Objective
Find every line of the records that contains the string "person", matching case exactly, and copy each of those lines in full.

Source records

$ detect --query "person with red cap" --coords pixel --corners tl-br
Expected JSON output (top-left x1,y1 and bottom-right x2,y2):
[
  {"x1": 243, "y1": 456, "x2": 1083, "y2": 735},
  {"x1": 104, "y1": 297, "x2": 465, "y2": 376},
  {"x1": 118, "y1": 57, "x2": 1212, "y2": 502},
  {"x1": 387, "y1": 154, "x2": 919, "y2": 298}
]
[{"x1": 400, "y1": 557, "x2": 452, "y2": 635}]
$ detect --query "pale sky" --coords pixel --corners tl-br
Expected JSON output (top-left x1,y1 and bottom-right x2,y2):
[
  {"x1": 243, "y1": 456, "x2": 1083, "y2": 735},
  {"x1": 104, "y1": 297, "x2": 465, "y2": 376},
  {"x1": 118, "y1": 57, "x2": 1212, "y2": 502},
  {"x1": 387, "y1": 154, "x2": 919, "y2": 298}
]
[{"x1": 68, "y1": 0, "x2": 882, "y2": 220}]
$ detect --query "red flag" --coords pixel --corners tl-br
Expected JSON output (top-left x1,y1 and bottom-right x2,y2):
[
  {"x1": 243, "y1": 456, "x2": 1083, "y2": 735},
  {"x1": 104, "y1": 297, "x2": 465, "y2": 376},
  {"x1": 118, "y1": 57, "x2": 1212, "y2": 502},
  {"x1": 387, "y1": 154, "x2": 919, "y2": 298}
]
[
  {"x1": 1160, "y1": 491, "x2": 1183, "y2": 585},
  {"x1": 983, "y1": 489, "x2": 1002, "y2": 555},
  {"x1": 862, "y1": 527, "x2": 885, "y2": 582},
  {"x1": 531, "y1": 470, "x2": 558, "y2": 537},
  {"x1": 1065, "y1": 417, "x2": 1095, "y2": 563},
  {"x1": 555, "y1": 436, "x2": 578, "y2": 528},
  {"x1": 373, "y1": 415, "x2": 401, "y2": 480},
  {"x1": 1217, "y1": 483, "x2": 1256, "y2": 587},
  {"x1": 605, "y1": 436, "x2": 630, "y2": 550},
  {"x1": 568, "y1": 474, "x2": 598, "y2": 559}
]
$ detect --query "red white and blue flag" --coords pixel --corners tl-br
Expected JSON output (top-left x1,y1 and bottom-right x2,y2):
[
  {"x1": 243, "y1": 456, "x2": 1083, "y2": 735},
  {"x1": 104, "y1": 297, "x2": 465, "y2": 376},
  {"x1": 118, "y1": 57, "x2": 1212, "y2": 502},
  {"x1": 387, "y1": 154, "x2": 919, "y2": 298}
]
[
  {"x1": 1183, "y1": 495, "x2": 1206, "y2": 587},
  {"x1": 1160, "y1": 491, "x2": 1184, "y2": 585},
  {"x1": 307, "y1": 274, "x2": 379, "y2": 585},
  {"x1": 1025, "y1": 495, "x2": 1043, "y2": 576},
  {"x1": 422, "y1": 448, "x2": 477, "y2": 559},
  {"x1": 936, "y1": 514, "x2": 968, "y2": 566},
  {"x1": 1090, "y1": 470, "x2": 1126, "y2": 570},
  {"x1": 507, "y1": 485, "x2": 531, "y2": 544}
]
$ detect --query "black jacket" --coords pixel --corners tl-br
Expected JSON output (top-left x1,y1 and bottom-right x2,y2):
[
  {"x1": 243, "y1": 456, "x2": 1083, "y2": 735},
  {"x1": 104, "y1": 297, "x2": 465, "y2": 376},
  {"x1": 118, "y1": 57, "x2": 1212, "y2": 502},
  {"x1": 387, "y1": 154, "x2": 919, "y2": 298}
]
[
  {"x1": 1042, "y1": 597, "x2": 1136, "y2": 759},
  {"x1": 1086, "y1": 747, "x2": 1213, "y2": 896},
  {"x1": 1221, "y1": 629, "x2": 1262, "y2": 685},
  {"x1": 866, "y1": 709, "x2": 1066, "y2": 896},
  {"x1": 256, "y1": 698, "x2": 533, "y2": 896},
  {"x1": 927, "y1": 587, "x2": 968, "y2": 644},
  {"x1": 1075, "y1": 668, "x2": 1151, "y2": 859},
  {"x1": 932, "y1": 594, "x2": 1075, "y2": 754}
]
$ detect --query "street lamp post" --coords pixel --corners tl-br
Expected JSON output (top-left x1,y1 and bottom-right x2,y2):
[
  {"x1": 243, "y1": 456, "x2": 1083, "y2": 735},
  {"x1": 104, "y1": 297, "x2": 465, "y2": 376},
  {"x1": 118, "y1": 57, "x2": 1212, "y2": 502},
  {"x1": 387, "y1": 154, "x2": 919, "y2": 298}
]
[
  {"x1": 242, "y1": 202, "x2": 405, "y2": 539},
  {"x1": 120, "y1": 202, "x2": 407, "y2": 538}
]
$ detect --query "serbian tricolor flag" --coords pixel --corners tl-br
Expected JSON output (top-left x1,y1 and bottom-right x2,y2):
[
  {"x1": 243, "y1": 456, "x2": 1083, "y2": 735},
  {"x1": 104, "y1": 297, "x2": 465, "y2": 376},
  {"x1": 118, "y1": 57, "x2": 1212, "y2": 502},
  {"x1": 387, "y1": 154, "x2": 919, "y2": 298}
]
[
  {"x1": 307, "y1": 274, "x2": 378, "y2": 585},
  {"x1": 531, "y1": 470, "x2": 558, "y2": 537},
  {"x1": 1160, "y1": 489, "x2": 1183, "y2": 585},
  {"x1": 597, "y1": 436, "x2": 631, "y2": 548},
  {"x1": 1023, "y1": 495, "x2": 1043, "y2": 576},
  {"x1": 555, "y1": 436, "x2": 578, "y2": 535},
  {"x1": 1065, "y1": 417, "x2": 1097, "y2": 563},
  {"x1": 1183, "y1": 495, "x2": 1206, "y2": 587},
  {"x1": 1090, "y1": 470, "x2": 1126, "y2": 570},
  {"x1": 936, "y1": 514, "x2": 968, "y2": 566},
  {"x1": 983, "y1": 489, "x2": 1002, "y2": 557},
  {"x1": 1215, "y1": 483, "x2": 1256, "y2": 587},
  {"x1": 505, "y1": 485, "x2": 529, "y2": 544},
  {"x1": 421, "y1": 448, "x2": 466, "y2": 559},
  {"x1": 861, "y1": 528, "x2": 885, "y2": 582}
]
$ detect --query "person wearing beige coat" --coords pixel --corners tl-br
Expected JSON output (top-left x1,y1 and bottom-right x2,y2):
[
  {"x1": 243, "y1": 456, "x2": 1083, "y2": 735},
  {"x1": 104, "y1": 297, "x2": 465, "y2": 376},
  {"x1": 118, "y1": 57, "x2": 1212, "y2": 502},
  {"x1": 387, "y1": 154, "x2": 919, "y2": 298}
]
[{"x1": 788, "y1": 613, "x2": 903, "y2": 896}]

The reply
$ detect --query "person with red cap" --coords pixel --corners tl-br
$ detect --query "person wearing beige coat" --coords pixel --corners tl-br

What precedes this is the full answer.